I'd ask you to write out the lines below exactly, with no images.
RECORDS FOR THE EXERCISE START
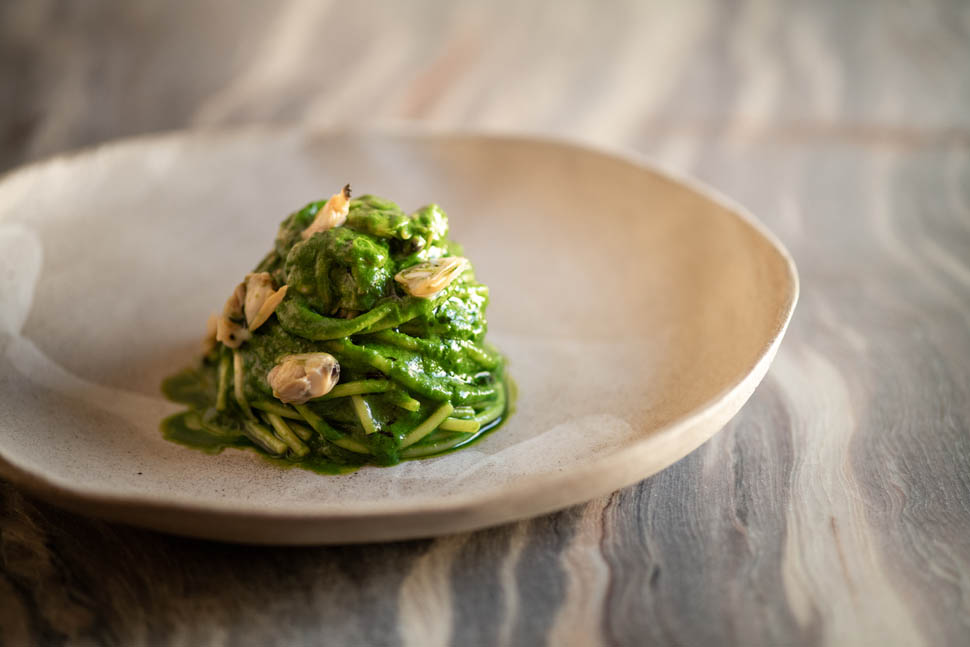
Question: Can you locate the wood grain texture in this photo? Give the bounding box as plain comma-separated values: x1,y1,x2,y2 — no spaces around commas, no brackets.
1,0,969,645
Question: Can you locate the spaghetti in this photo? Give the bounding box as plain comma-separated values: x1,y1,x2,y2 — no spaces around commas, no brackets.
161,188,510,471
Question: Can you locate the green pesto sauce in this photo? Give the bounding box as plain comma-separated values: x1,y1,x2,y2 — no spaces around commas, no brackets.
160,411,359,474
161,193,512,473
160,367,513,474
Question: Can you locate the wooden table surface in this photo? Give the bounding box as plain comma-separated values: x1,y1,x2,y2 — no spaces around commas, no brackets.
2,1,969,645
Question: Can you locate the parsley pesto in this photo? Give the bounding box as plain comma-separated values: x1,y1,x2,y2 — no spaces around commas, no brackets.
161,187,511,472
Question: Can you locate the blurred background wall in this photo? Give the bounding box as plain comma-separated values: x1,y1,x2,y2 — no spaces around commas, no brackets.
3,0,968,173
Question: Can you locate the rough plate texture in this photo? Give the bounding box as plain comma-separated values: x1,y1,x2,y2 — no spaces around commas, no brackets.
0,129,795,543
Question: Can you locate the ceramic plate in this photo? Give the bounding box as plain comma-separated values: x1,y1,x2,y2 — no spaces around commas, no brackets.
0,128,797,544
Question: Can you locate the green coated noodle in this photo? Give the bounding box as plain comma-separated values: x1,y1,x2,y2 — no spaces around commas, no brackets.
401,431,476,459
351,395,379,435
243,420,287,455
401,402,455,448
324,337,498,405
216,352,231,411
232,351,253,419
385,389,421,412
263,412,309,457
438,417,480,433
319,380,390,400
293,404,372,455
252,400,303,420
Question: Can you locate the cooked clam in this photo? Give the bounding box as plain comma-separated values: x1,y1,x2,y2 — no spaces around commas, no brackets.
215,316,251,349
301,184,351,239
243,272,288,331
267,352,341,404
394,256,469,298
224,282,246,320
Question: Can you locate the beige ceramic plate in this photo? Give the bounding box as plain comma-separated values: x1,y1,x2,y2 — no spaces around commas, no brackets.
0,127,797,544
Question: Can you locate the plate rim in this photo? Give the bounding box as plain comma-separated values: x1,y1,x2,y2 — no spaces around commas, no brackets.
0,124,799,542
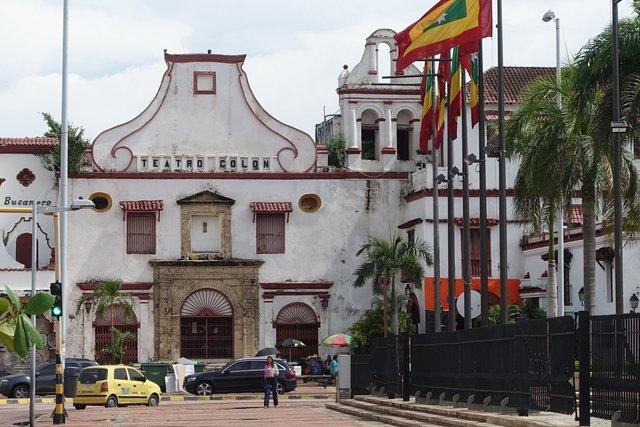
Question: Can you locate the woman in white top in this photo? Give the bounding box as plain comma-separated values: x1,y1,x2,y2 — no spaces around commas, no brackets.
263,356,279,408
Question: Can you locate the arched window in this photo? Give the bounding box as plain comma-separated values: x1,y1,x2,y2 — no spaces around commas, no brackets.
15,233,38,269
376,42,392,83
396,110,414,161
361,109,380,160
180,289,233,359
275,303,319,362
94,304,139,364
407,293,420,334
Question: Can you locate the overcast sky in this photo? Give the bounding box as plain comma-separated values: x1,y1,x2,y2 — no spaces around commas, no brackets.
0,0,635,140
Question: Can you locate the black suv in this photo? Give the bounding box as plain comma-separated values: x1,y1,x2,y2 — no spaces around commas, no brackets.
0,358,97,398
183,357,297,396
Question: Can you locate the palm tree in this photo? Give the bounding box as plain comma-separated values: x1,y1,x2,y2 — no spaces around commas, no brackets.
507,65,640,314
354,234,433,336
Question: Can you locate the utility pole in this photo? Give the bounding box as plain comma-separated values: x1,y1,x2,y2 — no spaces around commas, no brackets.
447,120,456,331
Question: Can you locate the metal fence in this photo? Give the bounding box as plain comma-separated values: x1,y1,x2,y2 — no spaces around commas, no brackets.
351,336,401,397
589,312,640,423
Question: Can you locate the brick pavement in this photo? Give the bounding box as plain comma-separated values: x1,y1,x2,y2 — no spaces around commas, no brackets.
35,399,381,426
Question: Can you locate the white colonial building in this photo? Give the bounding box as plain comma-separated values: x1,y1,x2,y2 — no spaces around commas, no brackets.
1,29,638,370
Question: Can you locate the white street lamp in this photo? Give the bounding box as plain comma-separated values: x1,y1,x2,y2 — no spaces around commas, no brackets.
542,10,565,317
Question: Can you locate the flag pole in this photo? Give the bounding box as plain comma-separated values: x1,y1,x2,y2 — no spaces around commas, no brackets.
478,43,489,327
497,0,509,324
446,85,456,332
461,67,472,329
430,58,442,333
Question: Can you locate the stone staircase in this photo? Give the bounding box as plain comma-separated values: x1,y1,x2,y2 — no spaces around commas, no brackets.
326,396,578,427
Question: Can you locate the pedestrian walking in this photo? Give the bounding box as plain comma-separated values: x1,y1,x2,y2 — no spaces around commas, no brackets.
324,355,339,388
263,356,279,408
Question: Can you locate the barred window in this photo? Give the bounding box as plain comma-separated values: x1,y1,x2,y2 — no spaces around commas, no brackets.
256,213,285,254
126,212,156,254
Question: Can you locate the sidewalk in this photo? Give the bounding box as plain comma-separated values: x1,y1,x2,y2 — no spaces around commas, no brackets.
0,384,336,406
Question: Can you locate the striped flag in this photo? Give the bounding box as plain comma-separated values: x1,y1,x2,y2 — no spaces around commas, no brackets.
460,42,480,128
419,61,435,152
435,95,446,149
448,46,462,140
395,0,492,73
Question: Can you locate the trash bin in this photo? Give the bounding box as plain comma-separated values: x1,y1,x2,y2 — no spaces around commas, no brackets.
140,362,173,392
193,361,205,373
64,366,79,398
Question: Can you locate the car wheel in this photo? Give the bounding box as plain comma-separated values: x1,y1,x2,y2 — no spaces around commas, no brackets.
276,381,284,395
74,404,86,410
147,394,159,407
105,395,118,408
12,384,29,399
196,381,213,396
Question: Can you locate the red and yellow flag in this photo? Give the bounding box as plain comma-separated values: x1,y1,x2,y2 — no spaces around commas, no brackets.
394,0,492,73
448,46,462,140
460,42,480,127
435,95,446,149
419,61,435,152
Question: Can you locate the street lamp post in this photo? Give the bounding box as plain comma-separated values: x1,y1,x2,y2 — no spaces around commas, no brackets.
612,0,625,315
543,10,565,317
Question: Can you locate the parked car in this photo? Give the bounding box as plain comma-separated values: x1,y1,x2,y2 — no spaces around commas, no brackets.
183,357,297,396
0,358,97,398
74,365,161,409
RECORDS FOR THE EXERCISE END
TASK OUTPUT:
Question: Can you locate the wood grain texture in this photo? Give the bounding box as plain comma-separated values: x1,y1,x2,y2 — no spaces around commas, no brackets.
1,0,969,645
Question: Can you locate the spaghetti in this photo? Give the bounding box as plain comma-separated values: x1,y1,x2,y2 — no spaces around commas, no brackets.
161,188,510,471
Question: Can you locate the green pesto sauce in this photo? Give the bounding box as plain comma-separated values: x1,y1,x2,y2 — no spaces around commas, no brackets.
160,411,359,474
161,193,512,473
160,367,513,474
Question: Can you locate the wooden table surface in this photo? Give the bounding box as plain comma-separated values: x1,y1,x2,y2 — no spaces around commas, no brackets.
2,1,969,645
Question: Can you locate the parsley pesto in this photo? Give the bounding box as plain comma-separated values: x1,y1,x2,y2 — no spaces around commas, no brackets.
161,187,511,472
Question: Can you locate the blurred background wall in this photo? Give the bounding box as plain comma-separated values: x1,y1,x2,y2 — no spaces around commas, no brackets.
3,0,968,173
Question: Can you locate the rough plate texture in this photo? Give the bounding box as plain comma-separated values: x1,y1,x2,y2 — no spaces around commas, no brackets.
0,129,795,543
Question: Can you locate the ceramic plate in this photo? Give the bounding box as plain comma-separated values: x1,y1,x2,y2 — no spaces around commas, no brackets.
0,128,797,544
Question: Can you locate the green coated noodle in this photo? Give the bounding box as plain comma-separated values: x1,y1,x2,y2 — no spaces around commas, no brackets.
401,431,476,459
351,395,379,435
243,420,287,455
401,402,455,448
324,337,498,405
216,352,231,411
232,351,253,419
385,389,421,412
263,412,309,457
438,417,480,433
319,380,390,400
293,404,372,455
252,400,303,420
Question: Can you locate the cooked clam in this photo? Give the bounding box as plain comma-separated values: x1,y1,x2,y2 — no spaces around commas, no brackets.
215,316,251,349
301,184,351,239
243,272,288,331
267,352,341,404
394,256,469,298
224,282,246,320
Question: Can you locate the beige ceramic plate in this photo? Give the bounding box as plain comma-separated values: x1,y1,x2,y2 — no spaces around commas, no brackets.
0,127,797,544
Question: Can you locate the plate rim in this photo? Give the bounding box as plain comma-separated values: x1,y1,x2,y2 — no spaces around commas, no brackets.
0,124,799,542
Question: Can you locate the woman in white top in this photo? Give the bounding box as plain comma-separated values: x1,y1,x2,y2 — no spaces around commas, no brackets.
263,356,279,408
Question: Can you locate the arched window in this photo? Give the bounding box as plain comma-separated values: x1,y1,x2,y2 — no spaces around commas, no brackets.
15,233,38,269
376,42,392,83
396,110,414,161
361,109,380,160
180,289,233,359
275,303,319,362
94,304,139,364
407,293,420,334
Question: Can you locate the overcast sky in this photo? Give the bounding box as plain comma-separated values: x1,y1,x2,y2 — no spaces around commas, no brackets.
0,0,635,140
Question: Can you locate the black suv in this photo? Give the bounding box as plain comma-separated values: x1,y1,x2,y2 — no spaces around commas, no brackets.
0,358,97,398
183,357,297,396
Question: Can you locate the palm tree in this photo? Give the bounding box as plain comma-separated values: x1,y1,x2,y2 — no spaces around commas, no brackets.
507,65,640,314
354,234,433,336
Question: Can you locate the utility pole in this photo? Give the bounding box as plain comma-separated values: x1,y1,x2,y2 — no spaces around commas, no brackets.
447,120,456,331
Question: Can you locate the metal fence in this photo? Give the bounding box as plain comma-separated values: x1,y1,x2,y2 — no spaces around commas, no brackets.
351,336,401,397
589,312,640,423
Question: Can you locate the brick pavement in this photo? Give the bounding box as plain comma-separated values: x1,y1,x2,y2 — no spaces around commas, no brackets.
35,399,381,426
Question: Can you locate the white colonial building in this photo? Give the bounding box as plain comma-separated values: x1,y1,x2,y2 — no spaces around commas, no brackets.
1,29,638,370
Question: Can you locate the white street lamp in this photo? Give the bounding box as plain comma-separated values: x1,y1,x2,y2 — no spaces around commas, no brackets.
542,10,565,317
Question: Can you locate the flag pole in this photo? Give the bounding box as plain comma-separated values: x1,y1,x2,y2 — no spaces around commas, no brackets.
478,43,489,327
497,0,509,324
446,85,456,332
461,67,472,329
430,58,442,333
Question: Can you locate the stone staircase in this photo? Give the bounding box as plain comma-separated values: x1,y1,x2,y2 — no spaces around commas, no brackets.
326,396,578,427
Question: Can you locate the pedestrian walking in this photo? Give the bounding box as plain comma-separated values: x1,y1,x2,y2 — no spaces around commas, no brackets.
324,355,339,388
263,356,279,408
Question: Can you locate the barred window in this photo? Give the bounding box as plain comma-separated values: x1,y1,x2,y2 — no spaces around commas, no brackets.
256,213,285,254
126,212,156,254
Question: Can you locate the sidewalk in this photo? Give the bounding box as plain comma-separated values: x1,y1,x2,y2 — no spaces around commas, no brackets.
0,384,336,406
Question: Can you locate the striped flag in this photo? Give the bounding box as plain comma-separated values: x1,y1,x2,y2 — no spaces around commas, no brackets.
460,42,480,128
419,61,435,152
435,95,446,149
448,46,462,140
395,0,492,73
Question: Can you locate the trash bin in this photo? Give the bounding box as plain comma-separated values: x1,y1,x2,y2 — no spaces around commas, no brackets.
140,362,173,392
193,361,205,373
64,366,79,398
Question: Can you locate the car wheel in this photo? Give the bounding box as plain comma-separated values: x1,y1,x2,y2 — no spaces around commas, no brackets.
276,381,284,395
74,404,86,410
147,394,159,407
105,395,118,408
12,384,29,399
196,381,213,396
Question: Can you locate the red and yellow flag in this photo? Give the bounding box as plain comma-separated values: x1,y1,x2,y2 — no spaces around commas, no brackets.
394,0,492,73
448,46,462,140
460,42,480,127
435,95,446,149
419,61,435,152
Question: Can you locate the street lamp post in this photo? Give the bounding box as plain comma-separated values: x1,y1,x2,y2 — no spaces around commas, no brackets.
612,0,625,315
543,10,565,317
Question: Can you locate the parked car in this photo? Give the bounding box as plain comma-separated values: x1,y1,x2,y2 — no spaces around commas, no brackets.
183,357,297,396
0,358,97,398
74,365,161,409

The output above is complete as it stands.